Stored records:
---+---
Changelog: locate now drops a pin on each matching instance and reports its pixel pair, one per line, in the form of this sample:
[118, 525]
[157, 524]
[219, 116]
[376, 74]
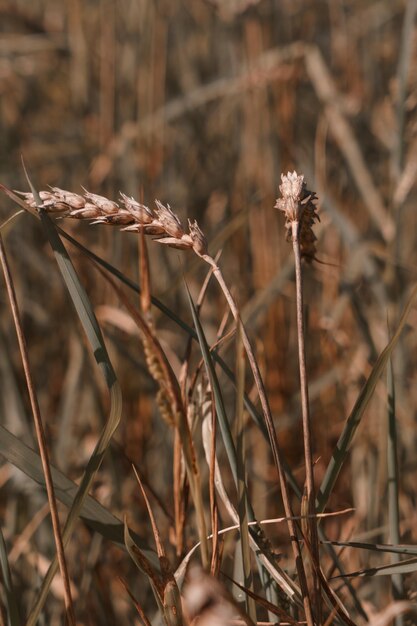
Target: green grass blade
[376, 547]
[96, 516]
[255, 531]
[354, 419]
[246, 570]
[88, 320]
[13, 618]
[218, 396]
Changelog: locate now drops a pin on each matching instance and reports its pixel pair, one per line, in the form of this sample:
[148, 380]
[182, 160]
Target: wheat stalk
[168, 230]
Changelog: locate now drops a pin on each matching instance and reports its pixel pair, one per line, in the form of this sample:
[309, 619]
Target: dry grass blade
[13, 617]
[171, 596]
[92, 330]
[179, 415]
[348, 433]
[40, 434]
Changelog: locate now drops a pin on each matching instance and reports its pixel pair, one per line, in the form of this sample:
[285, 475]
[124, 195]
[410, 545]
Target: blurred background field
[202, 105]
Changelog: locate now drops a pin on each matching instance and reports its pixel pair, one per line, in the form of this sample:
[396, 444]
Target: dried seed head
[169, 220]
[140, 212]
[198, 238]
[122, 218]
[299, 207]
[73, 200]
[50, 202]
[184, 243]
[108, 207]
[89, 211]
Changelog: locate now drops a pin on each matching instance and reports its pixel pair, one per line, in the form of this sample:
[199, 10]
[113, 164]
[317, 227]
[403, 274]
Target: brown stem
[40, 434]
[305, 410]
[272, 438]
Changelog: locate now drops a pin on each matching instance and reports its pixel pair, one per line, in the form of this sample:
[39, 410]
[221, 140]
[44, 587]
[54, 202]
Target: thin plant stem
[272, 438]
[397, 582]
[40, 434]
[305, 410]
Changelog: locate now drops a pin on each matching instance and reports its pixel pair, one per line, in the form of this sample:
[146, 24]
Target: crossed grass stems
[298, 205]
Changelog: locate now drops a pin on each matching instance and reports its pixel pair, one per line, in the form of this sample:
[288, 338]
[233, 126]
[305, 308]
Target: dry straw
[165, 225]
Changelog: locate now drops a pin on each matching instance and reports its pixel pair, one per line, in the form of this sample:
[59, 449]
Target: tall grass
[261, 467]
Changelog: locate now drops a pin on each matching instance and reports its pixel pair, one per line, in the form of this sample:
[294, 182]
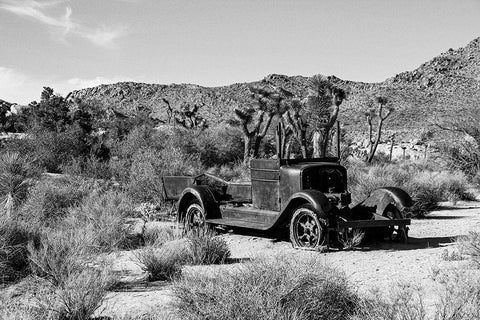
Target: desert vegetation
---+---
### How to complete this task
Letter for letter, reproduce every record above and skip the pictures.

### Reply to the task
Changelog: locate now drops a pin on each matching instance and reports its pixel pair, one per line, in the form of this sample:
[118, 525]
[157, 524]
[219, 116]
[376, 74]
Target: green grass blade
[376, 547]
[96, 516]
[255, 531]
[354, 419]
[246, 570]
[88, 320]
[13, 618]
[218, 396]
Changelog: locate now drops a pin on each matching instance and reports its pixel pair, one per line, in the form of this sample:
[148, 380]
[182, 160]
Target: wheat stalk
[168, 230]
Changelog: locate now drops a pin on each matching instance and reports its pixel pair, one per line, in the form of this sample:
[309, 619]
Target: dry grass blade
[13, 617]
[171, 596]
[92, 330]
[179, 415]
[348, 433]
[40, 434]
Changelog: locate now drops a pin on each matching instance and reports its pixel pair, one per line, in the form of this sample:
[285, 475]
[124, 195]
[410, 545]
Target: blurred background field
[202, 105]
Changelog: locate now drops a pin on each matching instance and reports its pixel pair, one per line, in the form of this sample:
[396, 444]
Target: dried seed head
[169, 220]
[140, 212]
[198, 238]
[122, 218]
[299, 207]
[73, 200]
[50, 202]
[184, 243]
[108, 207]
[89, 211]
Changelog: locate now drops a pin on each matching instance and reports its pixel pair, one per line, in the form of this sample:
[199, 10]
[113, 164]
[317, 227]
[403, 274]
Target: brown stem
[40, 434]
[305, 410]
[272, 438]
Changelog: locate now drops a pin on each matching instance and reports its pixel pair, one per line, in the form of this sample:
[39, 410]
[221, 140]
[44, 587]
[54, 202]
Target: thin plant stem
[272, 438]
[397, 582]
[40, 434]
[305, 410]
Changelog: locate now drops a pin on each matching instance and reports its pixel pair, one per line, in the form of this sample:
[146, 24]
Target: crossed grass stems
[298, 205]
Changelog: locate now drops a pin on each matching instance and reports its pixel pair, one per line, in the form of this sample:
[288, 338]
[233, 126]
[305, 308]
Target: dry straw
[165, 225]
Changelog: locate now drops a pin on each matching instance and reports its pixel pair, one per line, in the form of this sample:
[59, 449]
Target: tall grass
[261, 467]
Changelog: locate now drops a pin on each matching instance and reports its pixel pair, one per line, in the form of this sample:
[294, 182]
Target: desert vegetation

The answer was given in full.